Work instructions: Render everything from the line containing "instance of the sky" down to the line containing "of the waterfront", both included, as a JSON list of strings with one string per line, leaving out blank lines.

Data rows:
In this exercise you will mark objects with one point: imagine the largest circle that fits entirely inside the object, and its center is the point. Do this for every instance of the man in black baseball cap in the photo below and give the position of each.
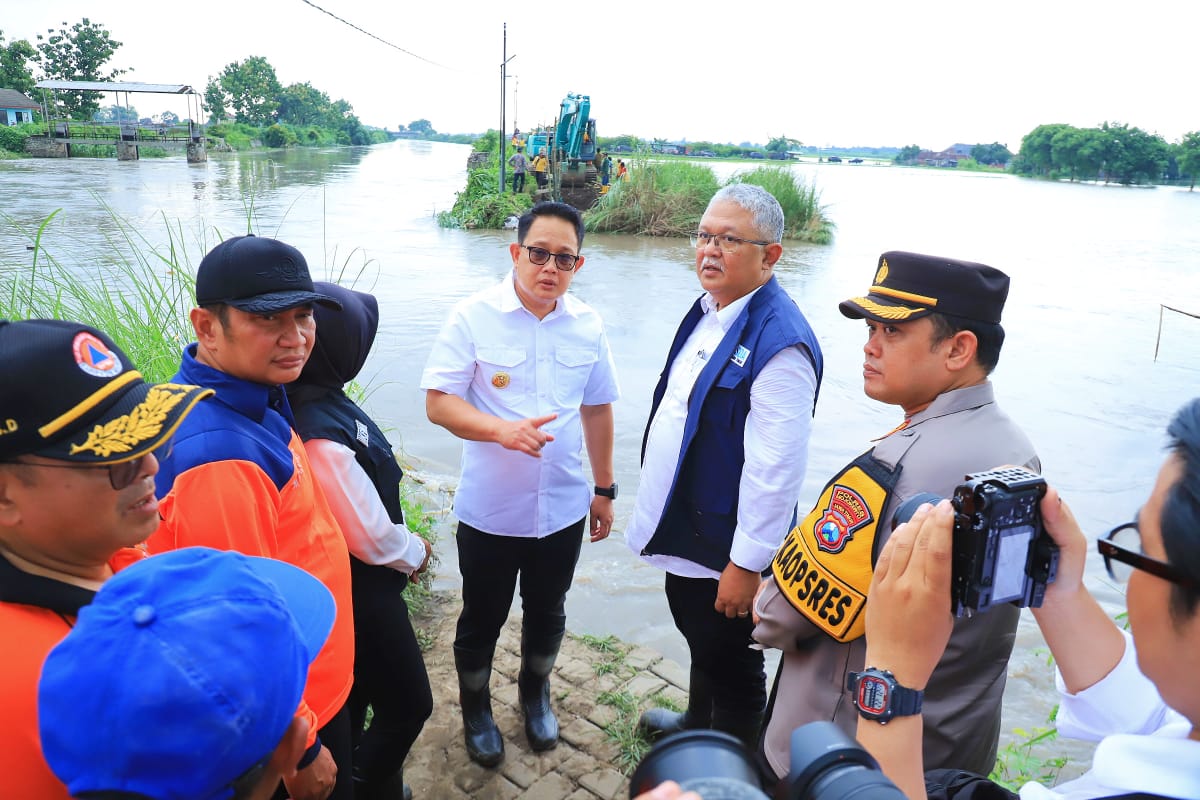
---
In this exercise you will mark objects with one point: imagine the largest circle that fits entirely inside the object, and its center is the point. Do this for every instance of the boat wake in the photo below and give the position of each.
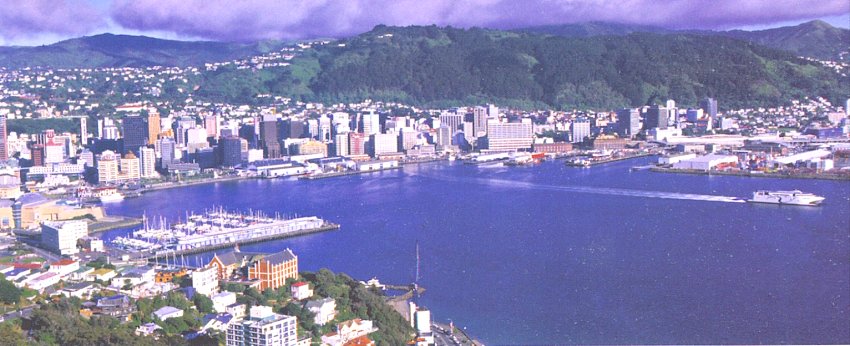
...
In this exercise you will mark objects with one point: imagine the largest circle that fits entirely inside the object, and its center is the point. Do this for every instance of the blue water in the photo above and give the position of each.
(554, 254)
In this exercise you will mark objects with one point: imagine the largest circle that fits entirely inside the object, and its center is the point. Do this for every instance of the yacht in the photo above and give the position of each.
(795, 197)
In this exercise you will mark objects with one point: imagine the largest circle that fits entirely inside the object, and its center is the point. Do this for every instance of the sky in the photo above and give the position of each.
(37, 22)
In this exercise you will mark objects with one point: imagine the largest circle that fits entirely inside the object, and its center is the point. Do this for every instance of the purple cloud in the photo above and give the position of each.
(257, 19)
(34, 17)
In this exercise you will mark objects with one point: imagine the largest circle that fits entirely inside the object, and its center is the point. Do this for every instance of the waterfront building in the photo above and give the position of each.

Correct answer:
[
  "In this exercise you will mark objects with one point: imagine the largest circle that fits entirely inside the object, and its center is the point. Do this for every instance of the sky in the photo above and give the position of each.",
  "(37, 22)",
  "In this exercise you will mark objects with one point: imagine the largest circle that fits entirely inside the object, and its center is the point. Do this for every instance of the purple cloud in the photo above and give the position of each.",
  "(257, 19)",
  "(34, 17)",
  "In this exercise you will mark objects with one point: imagine the largest circle that fits entirely inside the object, and its center is the point. Do this for every instance of the waterfront building in the photo above and give the position of each."
]